▶ **EXTRACT TO READ**:

begin

Position matcher 214 examines the position data from first extractor instance and second extractor instance to assess whether there is a match, such that it can be deduced that the two crops most probably show the same individual entity, as it is infeasible for two different entities to occupy the same space indicated by the mapping of the area of the field of view shared by the two cameras. If such a match exists, indicating that the model has successfully identified an entity, reconciler 216 is operable to identify or re-identify the individuated entity. That is, reconciler 216 first checks the set of individuating characteristics of the subject as provided by first extractor instance 210 against the sets of individuating characteristics of already-known entities stored in storage 220.
If there is a match, reconciler 216 signals the associated already-known unique identifier of that entity to a tracking logic component that identifies the entity to the apparatus, firmware or software responsible for monitoring data from at least the second camera. Signaller 218 may also pass the identification to further tracking logic components associated with further cameras, for example, third camera 206. In this way, after an individual entity has been out of range, occulted or otherwise not seen by any camera, it is still possible to associate the same identifier with it, thereby achieving continuity or persistence of individuation.
If there is no match with an already-known individual entity, the reconciler 216 is operable to associate the extracted individuation data (as a set of characteristics arranged, for example, as a vector) with a newly generated unique identifier of that entity, which can then be signalled by signaller 218 to a tracking logic component that, for example, identifies the entity to the apparatus, firmware or software responsible for monitoring data from at least the second camera. Signaller 218 may pass the identification to further tracking logic components associated with further cameras, for example, third camera 206. Reconciler 216 is further operable to pass the extracted individuation data and associated unique identifier to storage 220 to be stored for reuse as required.
The method of operation of the space monitoring apparatus or system will be more clearly understood with reference to the flow diagram in
If no match is found at 308, at 310 the individuating data and position data for a detected subject are extracted from a first camera's input data frames. Simultaneously or near simultaneously, position data for a detected subject is extracted at 312 from a second camera's input data frames. At 314, the system seeks to match the position data extracted from the two sets of data frames, thereby seeking to identify situations where subjects detected by the first and second cameras occupy the same space simultaneously and must therefore represent a single individual entity that can be given a unique identifier. If a position match is not found at 316, the process returns to 310 and repeats until a position match is detected at 316.
If a position match is found at 316, indicating that subjects detected by the first and second cameras occupy the same space simultaneously and must therefore represent a single individual entity, a tagged tracking reference is created at 318. The tagged tracking reference created at 318 comprises a unique identifier of the individual entity and data defining the associated individuating characteristics. The tagged tracking reference is stored at 320 for potential future reuse, if a newly detected subject is matched by the model with the stored individuating characteristics of the existing individual entity. The tagged tracking reference is also output at 322 as a signal to a tracking logic component that, for example, identifies the individual entity to the apparatus, firmware or software responsible for monitoring data from at least the second camera. The tagged tracking reference may also be output at 322 as a signal to further tracking logic components associated with further cameras. The process completes at End 324. As will be clear to one of ordinary skill in the art, the process from Start 302 to End 324 represents a single iteration and the process may be repeated any number of times.

end

▶ **STATED PROBLEM 1**:
Collect every line of the entries below that contains the string "stick". Case counts.

▶ **PROVIDED RECORDS**:

begin

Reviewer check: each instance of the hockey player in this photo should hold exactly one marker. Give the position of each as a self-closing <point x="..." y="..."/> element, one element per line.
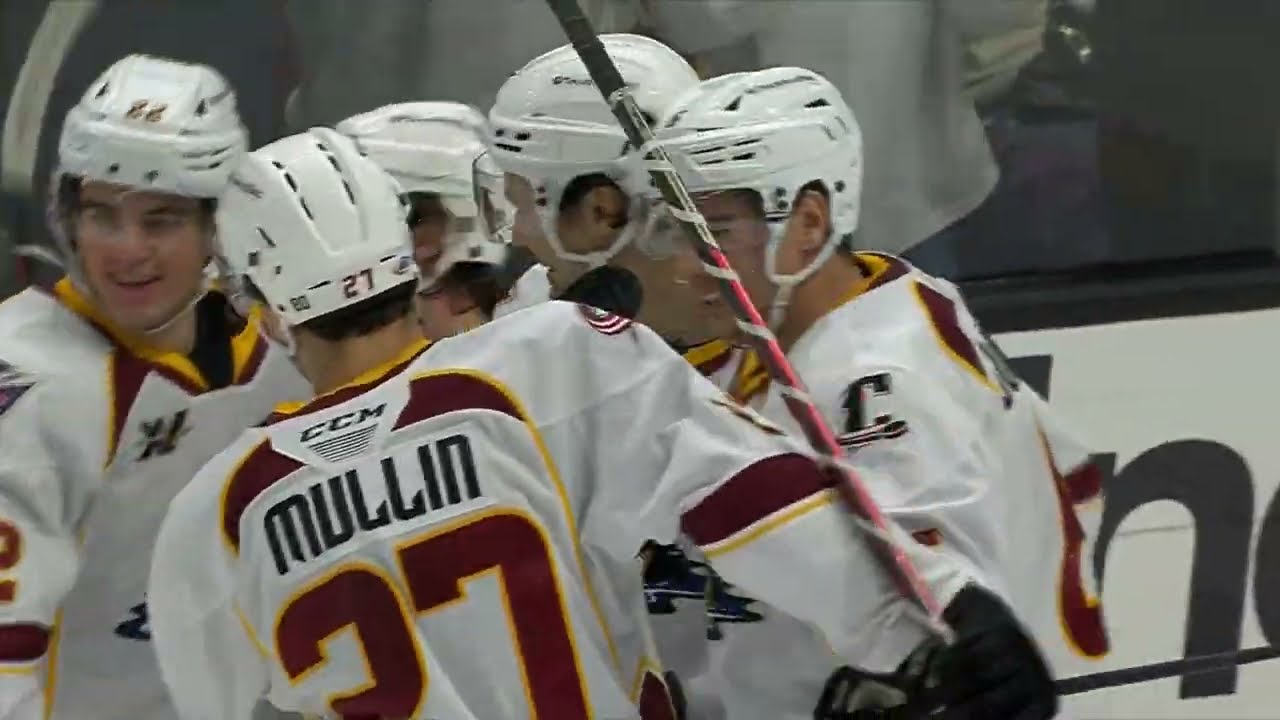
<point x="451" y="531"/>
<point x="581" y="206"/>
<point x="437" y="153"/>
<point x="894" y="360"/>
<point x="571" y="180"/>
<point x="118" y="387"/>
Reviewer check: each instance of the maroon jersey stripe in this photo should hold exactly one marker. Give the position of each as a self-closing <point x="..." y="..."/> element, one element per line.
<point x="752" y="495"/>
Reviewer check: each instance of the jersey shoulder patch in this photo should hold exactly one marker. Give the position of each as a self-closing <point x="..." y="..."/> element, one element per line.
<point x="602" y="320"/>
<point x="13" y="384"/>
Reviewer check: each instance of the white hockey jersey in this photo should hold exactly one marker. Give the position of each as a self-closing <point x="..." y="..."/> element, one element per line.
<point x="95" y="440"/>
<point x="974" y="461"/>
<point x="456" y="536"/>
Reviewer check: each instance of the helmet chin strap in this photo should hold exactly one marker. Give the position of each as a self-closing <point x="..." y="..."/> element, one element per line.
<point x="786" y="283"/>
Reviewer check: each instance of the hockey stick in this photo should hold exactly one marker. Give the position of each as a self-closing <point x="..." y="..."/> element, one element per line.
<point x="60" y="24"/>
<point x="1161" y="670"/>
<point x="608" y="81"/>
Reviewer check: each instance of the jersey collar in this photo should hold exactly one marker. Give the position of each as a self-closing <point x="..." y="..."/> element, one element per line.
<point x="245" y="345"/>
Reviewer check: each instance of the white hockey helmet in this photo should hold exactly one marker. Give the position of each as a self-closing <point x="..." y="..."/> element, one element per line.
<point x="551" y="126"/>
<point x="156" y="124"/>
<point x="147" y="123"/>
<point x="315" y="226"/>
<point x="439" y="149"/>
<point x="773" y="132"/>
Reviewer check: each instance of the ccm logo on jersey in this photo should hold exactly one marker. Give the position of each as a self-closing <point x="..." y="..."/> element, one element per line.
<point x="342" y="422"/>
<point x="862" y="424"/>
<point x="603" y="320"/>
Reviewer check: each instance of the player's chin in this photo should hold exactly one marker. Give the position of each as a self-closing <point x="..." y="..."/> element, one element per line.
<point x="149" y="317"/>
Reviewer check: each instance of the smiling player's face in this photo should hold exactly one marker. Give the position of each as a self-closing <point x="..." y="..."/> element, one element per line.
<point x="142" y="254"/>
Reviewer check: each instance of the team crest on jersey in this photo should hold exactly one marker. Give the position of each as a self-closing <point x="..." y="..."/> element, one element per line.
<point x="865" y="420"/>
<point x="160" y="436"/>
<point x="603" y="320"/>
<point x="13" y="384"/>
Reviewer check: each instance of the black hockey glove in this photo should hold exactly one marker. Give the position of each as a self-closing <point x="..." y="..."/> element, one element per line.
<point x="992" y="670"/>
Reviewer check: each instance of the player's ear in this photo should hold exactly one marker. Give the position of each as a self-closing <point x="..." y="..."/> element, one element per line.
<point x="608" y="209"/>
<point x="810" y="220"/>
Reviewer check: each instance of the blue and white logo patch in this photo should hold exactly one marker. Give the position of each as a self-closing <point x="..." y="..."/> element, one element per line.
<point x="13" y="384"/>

end

▶ **STATED PROBLEM 2**:
According to the camera-tracking extract above, why can a position match between the data from the two extractor instances be taken to mean that the two crops show the same individual entity? Answer in one to three sentences.

▶ **FULL ANSWER 1**:
Reviewer check: each instance of the hockey stick in this photo should hold exactly one marker. Give the position of each as a self-closing <point x="..." y="..."/> element, one element per line.

▶ **FULL ANSWER 2**:
Two different entities cannot occupy the same space shown by the mapping of the area of the field of view that the two cameras share. So when the position data match, the two crops most probably show the same individual entity.